▸ THE TASK
Please change "shot-chart build" to "annotation pass" wherever it appears in the material below, keep every other line the same, and leave the pictures out of your copy.

[Pointing records]

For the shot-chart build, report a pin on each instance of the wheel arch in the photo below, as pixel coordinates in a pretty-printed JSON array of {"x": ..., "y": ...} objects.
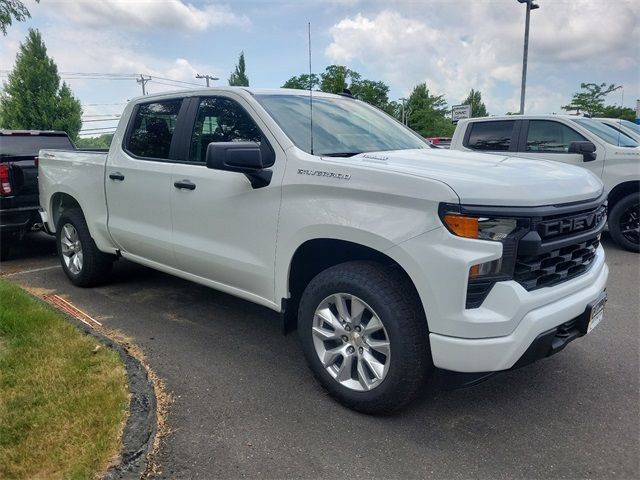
[
  {"x": 61, "y": 201},
  {"x": 315, "y": 255},
  {"x": 622, "y": 190}
]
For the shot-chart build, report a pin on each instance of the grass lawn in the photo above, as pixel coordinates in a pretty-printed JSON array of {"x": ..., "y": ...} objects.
[{"x": 63, "y": 399}]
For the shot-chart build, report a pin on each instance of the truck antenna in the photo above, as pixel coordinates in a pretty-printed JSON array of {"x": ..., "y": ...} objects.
[{"x": 310, "y": 89}]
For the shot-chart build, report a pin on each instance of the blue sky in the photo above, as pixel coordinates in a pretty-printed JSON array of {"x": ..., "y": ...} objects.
[{"x": 453, "y": 45}]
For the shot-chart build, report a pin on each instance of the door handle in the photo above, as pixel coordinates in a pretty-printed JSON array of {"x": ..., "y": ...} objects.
[{"x": 185, "y": 185}]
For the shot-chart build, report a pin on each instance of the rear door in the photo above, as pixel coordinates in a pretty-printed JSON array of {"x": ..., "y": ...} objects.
[
  {"x": 138, "y": 181},
  {"x": 223, "y": 229}
]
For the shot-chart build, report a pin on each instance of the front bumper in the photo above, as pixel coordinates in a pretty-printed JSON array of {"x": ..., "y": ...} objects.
[{"x": 502, "y": 353}]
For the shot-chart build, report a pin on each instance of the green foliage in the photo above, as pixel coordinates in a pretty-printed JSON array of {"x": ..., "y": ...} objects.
[
  {"x": 478, "y": 109},
  {"x": 239, "y": 77},
  {"x": 374, "y": 93},
  {"x": 11, "y": 10},
  {"x": 427, "y": 113},
  {"x": 103, "y": 141},
  {"x": 613, "y": 111},
  {"x": 301, "y": 82},
  {"x": 33, "y": 98},
  {"x": 336, "y": 78},
  {"x": 591, "y": 99}
]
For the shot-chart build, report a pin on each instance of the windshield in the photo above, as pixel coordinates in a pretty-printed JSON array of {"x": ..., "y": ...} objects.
[
  {"x": 630, "y": 125},
  {"x": 18, "y": 145},
  {"x": 606, "y": 133},
  {"x": 341, "y": 126}
]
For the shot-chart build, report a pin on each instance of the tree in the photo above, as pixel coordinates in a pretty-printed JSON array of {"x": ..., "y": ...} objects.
[
  {"x": 33, "y": 98},
  {"x": 427, "y": 113},
  {"x": 591, "y": 99},
  {"x": 302, "y": 82},
  {"x": 102, "y": 141},
  {"x": 613, "y": 111},
  {"x": 11, "y": 10},
  {"x": 478, "y": 108},
  {"x": 239, "y": 77},
  {"x": 336, "y": 78}
]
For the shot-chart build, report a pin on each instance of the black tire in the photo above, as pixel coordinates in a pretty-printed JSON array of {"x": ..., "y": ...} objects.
[
  {"x": 624, "y": 215},
  {"x": 6, "y": 241},
  {"x": 395, "y": 302},
  {"x": 95, "y": 265}
]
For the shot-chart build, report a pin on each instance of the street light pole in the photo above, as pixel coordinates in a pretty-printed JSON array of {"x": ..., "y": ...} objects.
[
  {"x": 530, "y": 6},
  {"x": 404, "y": 120},
  {"x": 207, "y": 78}
]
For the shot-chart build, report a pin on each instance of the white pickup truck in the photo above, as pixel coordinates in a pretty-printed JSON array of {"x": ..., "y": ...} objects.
[
  {"x": 611, "y": 154},
  {"x": 393, "y": 260}
]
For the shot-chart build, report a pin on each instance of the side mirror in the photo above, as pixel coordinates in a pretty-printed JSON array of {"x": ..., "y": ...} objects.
[
  {"x": 586, "y": 149},
  {"x": 241, "y": 157}
]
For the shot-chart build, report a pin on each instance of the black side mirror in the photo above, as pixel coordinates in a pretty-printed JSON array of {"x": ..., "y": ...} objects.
[
  {"x": 242, "y": 157},
  {"x": 586, "y": 149}
]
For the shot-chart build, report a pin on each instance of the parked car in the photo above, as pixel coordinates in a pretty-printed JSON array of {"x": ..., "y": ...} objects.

▸ COMPLETE OUTPUT
For the annotation pass, report a pin on each instance of the wheel arch in the photo below, as pixel coordinates in a pretty-printed JSON array of {"x": ..., "y": ...} objects.
[
  {"x": 61, "y": 201},
  {"x": 315, "y": 255},
  {"x": 622, "y": 190}
]
For the annotation pass, report a pin on each instance of the grass lawn in the photo above, as pixel coordinates in a pretty-printed JSON array of {"x": ..., "y": ...} objects.
[{"x": 63, "y": 399}]
For the annotation pass, report a pin on each instance of the truck antenna in the photo above, as pixel coordinates in a pretty-printed JSON array of {"x": ..., "y": ...} objects.
[{"x": 310, "y": 89}]
For the annotation pass, report a pin on each instance of the blue sky in the photo above, as pixel coordinates in a pretty-printed JSON array of {"x": ..., "y": ...} objects.
[{"x": 453, "y": 45}]
For the annotation pass, report a pin on each instance of the door handle in the photo above, as pixel coordinates in a pretty-printed JSON array of {"x": ..., "y": ...} objects.
[{"x": 185, "y": 185}]
For the annotation pass, report a pin on each instance of the rear door in the photo above, as pixel coordinates in a pretty-printed JSON array of {"x": ..., "y": ...} objects.
[
  {"x": 138, "y": 181},
  {"x": 223, "y": 229}
]
For the annotation pass, report a pin on each instance of the front bumper in the photo above, as pixel coordinates in a pretty-printed JSON array of {"x": ..., "y": ...} objects.
[{"x": 502, "y": 353}]
For the annotation pass, report a pin on each instance of the green foliage in the photo above, as pixel coordinates in a pretty-printed JSON array of {"x": ..., "y": ...} objects.
[
  {"x": 478, "y": 109},
  {"x": 239, "y": 77},
  {"x": 374, "y": 93},
  {"x": 11, "y": 10},
  {"x": 427, "y": 113},
  {"x": 103, "y": 141},
  {"x": 613, "y": 111},
  {"x": 301, "y": 82},
  {"x": 33, "y": 98},
  {"x": 336, "y": 78},
  {"x": 591, "y": 99}
]
For the annotation pass, report a pin on each instance of the windshield in the photo above, as pixel coordinates in a pretty-printed JSON array of {"x": ..., "y": ...} objects.
[
  {"x": 630, "y": 125},
  {"x": 18, "y": 145},
  {"x": 606, "y": 133},
  {"x": 341, "y": 126}
]
For the annotation pass, report a pin on each instance of the tree in the photo above, as pixel coordinates in a pretty-printed JSON array of {"x": ..., "y": ...} objects.
[
  {"x": 33, "y": 98},
  {"x": 427, "y": 113},
  {"x": 591, "y": 99},
  {"x": 302, "y": 82},
  {"x": 102, "y": 141},
  {"x": 613, "y": 111},
  {"x": 11, "y": 10},
  {"x": 478, "y": 108},
  {"x": 239, "y": 77},
  {"x": 336, "y": 78}
]
For the annotation pass, report a pin on each instance of the black tire in the photo above, as pixel coordinates in a pretty-printed JSON array of {"x": ..., "y": ...} objects.
[
  {"x": 624, "y": 215},
  {"x": 6, "y": 241},
  {"x": 395, "y": 302},
  {"x": 95, "y": 265}
]
For the annotation pass, report a pin on each instance of the street light pole in the photo above, as pixel coordinates in a pretty-printed JSON array of {"x": ..., "y": ...} objects.
[
  {"x": 530, "y": 6},
  {"x": 404, "y": 120},
  {"x": 207, "y": 78}
]
For the annotation pass, report a pin on each instance of the white pickup truck in the photo above, as pixel coordinates in a pretty-printed JSON array of {"x": ..., "y": ...} objects.
[
  {"x": 611, "y": 154},
  {"x": 393, "y": 260}
]
For the annotation pass, report a pin on each instance of the side mirror in the photo above, as pixel coordinates in a pretty-printed JSON array of {"x": ..., "y": ...} objects.
[
  {"x": 586, "y": 149},
  {"x": 241, "y": 157}
]
For the annotation pass, report a pin on each instance of the black side mirror in the photo above, as pixel coordinates in a pretty-printed JSON array of {"x": ..., "y": ...} objects.
[
  {"x": 242, "y": 157},
  {"x": 586, "y": 149}
]
For the annotation pass, report a pin on each instance of the parked car in the photo above, as pixel coordinates in a pretty-printed JSON array of {"x": ..., "y": ...} objects.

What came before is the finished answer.